→ WHAT YOU WILL DO
[a] From the pull request page, transcribe the part starting at "Update P&F KEP" and ending at "one to many](#from-one-to-many)".
[b] Answer these from the pull request page:
(i) Which file does the change edit?
(ii) Who is listed as the author?
(iii) For what kind of requests does the pull request page say the usual way of handling requests no longer works that well?
[c] Take the pull request page further, picking up right after its last sentence.
BEGIN PROVIDED PASSAGE
Merge pull request kubernetes#2632 from wojtek-t/pf_list_watch

Update P&F KEP with support LIST requests

Author: k8s-ci-robot

keps/sig-api-machinery/1040-priority-and-fairness/README.md

@@ -26,6 +26,10 @@
       - [From one to many](#from-one-to-many)
       - [From packets to requests](#from-packets-to-requests)
       - [Not knowing service duration up front](#not-knowing-service-duration-up-front)
+  - [Support for LIST requests](#support-for-list-requests)
+    - [Width of the request](#width-of-the-request)
+    - [Determining the width](#determining-the-width)
+    - [Dispatching the request](#dispatching-the-request)
   - [Example Configuration](#example-configuration)
   - [Reaction to Configuration Changes](#reaction-to-configuration-changes)
   - [Default Behavior](#default-behavior)
@@ -627,7 +631,6 @@ The Fair Queuing for Server Requests algorithm below is used to pick a
 non-empty queue at that priority level.  Then the request at the head
 of that queue is dispatched.
 
-
 #### Fair Queuing for Server Requests
 
 This is based on fair queuing but is modified to deal with serving
@@ -1066,8 +1069,191 @@ the remaining requests in that queue start getting faster service.  In
 both cases, the service delivery in the virtual world has reacted
 properly to the true service duration.
 
-### Example Configuration
+### Support for LIST requests
+
+Up until now, we were assuming that even though the requests aren't
+necessarily equally expensive, their actual cost is actually greatly
+reflected by the time it took to process them.  But while being processed
+each of them is consuming the equal amount of resources.
+
+It works well for requests that are touching only a single object.
+However, given the fact that in practise the concurrency limits has to be
+set much higher than number of available cores to achieve reasonable system
+throughput, this no longer works that well for LIST requests that are orders
+of magnitude more expensive.  There are two aspects of that:
+- for CPU the hand-wavy way of rationalizing it is that he ratio of time
+  the request is processed by the processor to the actual time of processing
+  the request starts to visibly differ (e.g. due to I/O waiting time -
+  there is communication with etcd in between for example).
END PROVIDED PASSAGE
BEGIN ENTRIES SUPPLIED
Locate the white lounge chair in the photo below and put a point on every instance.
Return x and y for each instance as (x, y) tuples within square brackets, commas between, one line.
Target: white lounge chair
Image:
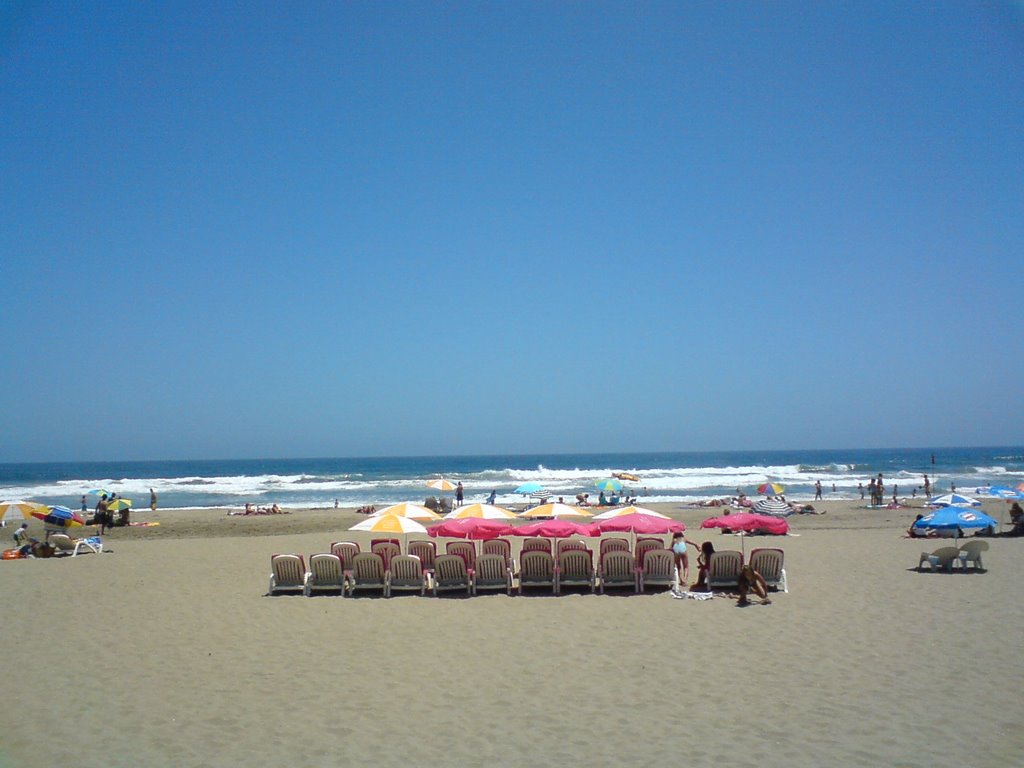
[(288, 574), (768, 562), (326, 574), (65, 545)]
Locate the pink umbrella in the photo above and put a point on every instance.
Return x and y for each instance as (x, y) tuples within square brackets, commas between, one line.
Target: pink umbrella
[(471, 527), (557, 528), (640, 523), (750, 522)]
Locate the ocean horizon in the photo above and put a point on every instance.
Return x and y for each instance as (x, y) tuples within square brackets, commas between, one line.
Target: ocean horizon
[(664, 476)]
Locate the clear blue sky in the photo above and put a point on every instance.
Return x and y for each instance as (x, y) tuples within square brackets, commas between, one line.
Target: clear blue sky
[(400, 228)]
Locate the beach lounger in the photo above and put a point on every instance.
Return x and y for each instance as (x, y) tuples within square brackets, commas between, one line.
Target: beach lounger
[(768, 562), (563, 545), (971, 552), (406, 574), (576, 568), (536, 544), (658, 569), (368, 573), (288, 574), (427, 552), (615, 569), (942, 559), (493, 572), (65, 545), (614, 544), (537, 568), (451, 574), (723, 569), (387, 550), (326, 574), (465, 550)]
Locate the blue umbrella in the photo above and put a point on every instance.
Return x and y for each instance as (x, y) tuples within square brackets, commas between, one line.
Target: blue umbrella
[(529, 487), (949, 518)]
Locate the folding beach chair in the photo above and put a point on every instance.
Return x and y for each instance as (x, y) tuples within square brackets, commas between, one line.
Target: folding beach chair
[(288, 574), (493, 572), (326, 574), (368, 573), (537, 568), (658, 569), (576, 568), (615, 569), (768, 562), (451, 574), (723, 569)]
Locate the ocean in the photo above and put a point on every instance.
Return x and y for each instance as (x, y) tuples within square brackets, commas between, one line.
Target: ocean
[(357, 481)]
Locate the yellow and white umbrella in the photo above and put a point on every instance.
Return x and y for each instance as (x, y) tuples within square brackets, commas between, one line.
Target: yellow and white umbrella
[(407, 509), (630, 511), (556, 510), (23, 508), (389, 524), (440, 484), (483, 511)]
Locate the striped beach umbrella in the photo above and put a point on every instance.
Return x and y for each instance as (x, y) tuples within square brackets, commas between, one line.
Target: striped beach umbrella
[(772, 507), (483, 511), (440, 484), (389, 524), (407, 509), (630, 511), (25, 509), (555, 510)]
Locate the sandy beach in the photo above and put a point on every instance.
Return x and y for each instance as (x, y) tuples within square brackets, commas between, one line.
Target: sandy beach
[(164, 650)]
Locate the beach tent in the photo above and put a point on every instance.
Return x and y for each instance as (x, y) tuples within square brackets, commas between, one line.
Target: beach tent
[(950, 500), (749, 522), (952, 518), (772, 507)]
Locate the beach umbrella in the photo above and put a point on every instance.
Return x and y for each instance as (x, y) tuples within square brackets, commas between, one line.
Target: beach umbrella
[(26, 509), (772, 507), (407, 509), (557, 528), (440, 484), (630, 511), (484, 511), (555, 510), (639, 523), (954, 518), (528, 487), (749, 522), (60, 517), (953, 500), (471, 527), (389, 524)]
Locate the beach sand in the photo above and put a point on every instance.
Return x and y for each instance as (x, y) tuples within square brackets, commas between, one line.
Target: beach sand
[(164, 651)]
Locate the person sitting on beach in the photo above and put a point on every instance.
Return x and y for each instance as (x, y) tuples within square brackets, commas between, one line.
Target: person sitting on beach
[(682, 561), (752, 581)]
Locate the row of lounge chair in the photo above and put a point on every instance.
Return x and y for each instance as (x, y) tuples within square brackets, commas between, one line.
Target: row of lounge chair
[(346, 570), (945, 557)]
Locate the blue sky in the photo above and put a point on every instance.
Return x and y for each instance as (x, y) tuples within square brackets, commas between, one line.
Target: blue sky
[(293, 229)]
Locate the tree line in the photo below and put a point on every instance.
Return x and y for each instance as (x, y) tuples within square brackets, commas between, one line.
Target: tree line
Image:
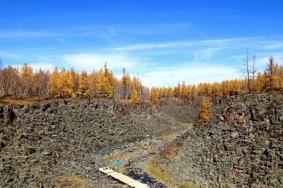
[(26, 83), (269, 80)]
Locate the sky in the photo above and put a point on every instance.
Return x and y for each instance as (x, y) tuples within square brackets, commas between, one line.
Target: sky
[(159, 41)]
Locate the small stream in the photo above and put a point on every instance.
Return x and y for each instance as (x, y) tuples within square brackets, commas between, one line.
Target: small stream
[(143, 177), (135, 173)]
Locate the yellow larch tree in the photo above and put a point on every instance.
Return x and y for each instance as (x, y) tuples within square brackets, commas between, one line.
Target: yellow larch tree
[(26, 78), (205, 109)]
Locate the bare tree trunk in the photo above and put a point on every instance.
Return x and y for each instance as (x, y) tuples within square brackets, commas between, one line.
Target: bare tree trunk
[(248, 71)]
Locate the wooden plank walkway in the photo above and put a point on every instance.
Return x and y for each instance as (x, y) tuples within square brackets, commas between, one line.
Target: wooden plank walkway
[(123, 178)]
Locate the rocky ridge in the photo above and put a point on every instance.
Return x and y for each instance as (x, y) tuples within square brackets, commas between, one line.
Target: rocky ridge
[(242, 145)]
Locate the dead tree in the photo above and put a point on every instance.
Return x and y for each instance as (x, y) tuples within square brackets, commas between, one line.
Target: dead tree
[(247, 64)]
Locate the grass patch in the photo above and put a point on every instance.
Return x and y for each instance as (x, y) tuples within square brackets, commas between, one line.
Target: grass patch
[(159, 173)]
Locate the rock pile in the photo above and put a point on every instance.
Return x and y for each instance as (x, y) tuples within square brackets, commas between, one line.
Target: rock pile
[(241, 145), (55, 143)]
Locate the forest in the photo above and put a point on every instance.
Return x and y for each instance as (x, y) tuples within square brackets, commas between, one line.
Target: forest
[(25, 83)]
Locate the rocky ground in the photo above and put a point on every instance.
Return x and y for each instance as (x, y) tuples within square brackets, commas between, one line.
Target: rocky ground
[(55, 143), (62, 143), (241, 146)]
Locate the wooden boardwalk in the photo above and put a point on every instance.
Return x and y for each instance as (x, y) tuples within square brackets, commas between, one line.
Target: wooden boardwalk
[(123, 178)]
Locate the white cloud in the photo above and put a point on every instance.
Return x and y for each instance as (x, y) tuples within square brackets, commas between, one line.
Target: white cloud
[(178, 44), (26, 34), (190, 73), (93, 61)]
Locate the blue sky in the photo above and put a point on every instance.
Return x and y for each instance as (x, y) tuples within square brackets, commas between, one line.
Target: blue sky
[(161, 41)]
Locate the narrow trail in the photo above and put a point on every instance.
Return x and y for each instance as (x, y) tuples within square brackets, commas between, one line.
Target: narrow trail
[(135, 156)]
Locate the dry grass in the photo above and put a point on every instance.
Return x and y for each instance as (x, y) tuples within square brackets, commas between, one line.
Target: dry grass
[(70, 182)]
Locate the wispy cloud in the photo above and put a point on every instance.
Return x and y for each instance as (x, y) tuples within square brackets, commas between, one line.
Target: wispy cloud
[(177, 44), (94, 61), (191, 73), (26, 34)]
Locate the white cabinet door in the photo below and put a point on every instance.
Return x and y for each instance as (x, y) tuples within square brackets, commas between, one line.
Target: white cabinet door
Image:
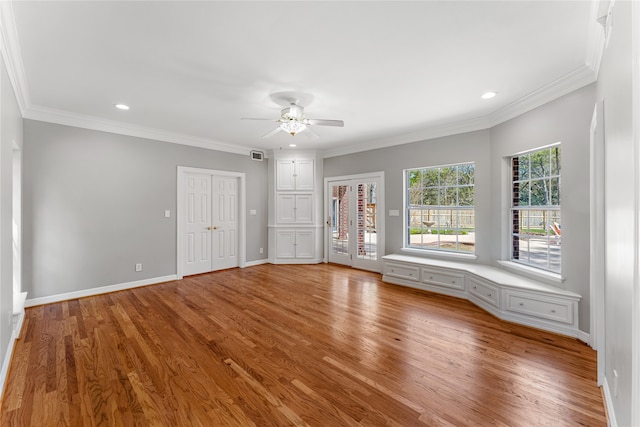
[(285, 175), (285, 244), (285, 208), (303, 208), (295, 174), (294, 208), (304, 243), (304, 174)]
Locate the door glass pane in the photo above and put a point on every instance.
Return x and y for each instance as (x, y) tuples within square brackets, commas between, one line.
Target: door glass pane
[(366, 221), (340, 219)]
END ENTRIES SUPPLIED
→ REPLIES
[a]
Update P&F KEP with support LIST requests

Author: k8s-ci-robot

keps/sig-api-machinery/1040-priority-and-fairness/README.md

@@ -26,6 +26,10 @@
       - [From one to many](#from-one-to-many)

[b]
(i) keps/sig-api-machinery/1040-priority-and-fairness/README.md
(ii) k8s-ci-robot
(iii) LIST requests

[c]
+- for memory the reasoning is more obvious as we simply keep all elements
+  that we process in memory
+
+As a result, kube-apiserver (and etcd) may be able to easily keep with N
+simple in-flight requests (e.g. create or get a single Pod), but will explode
+trying to process N requests listing all the pods in the system at the same
+time.
+
+#### Width of the request
+
+In order to address this problem, we are introducing the concept of `width`
+of the request.  Instead of saying that every request is consuming a single
+unit of concurrency, we allow for a request to consume `<width>` units of
+concurrency while being processed.
+
+This basically means, that the cost of processing a given request is no
+longer reflected by its `<processing latency>` and instead its cost is now
+equal to `<width> x <processing latency>`.  The rationale behind it is that
+the request is now consuming `<width>` concurrency units for the duration
+of its processing.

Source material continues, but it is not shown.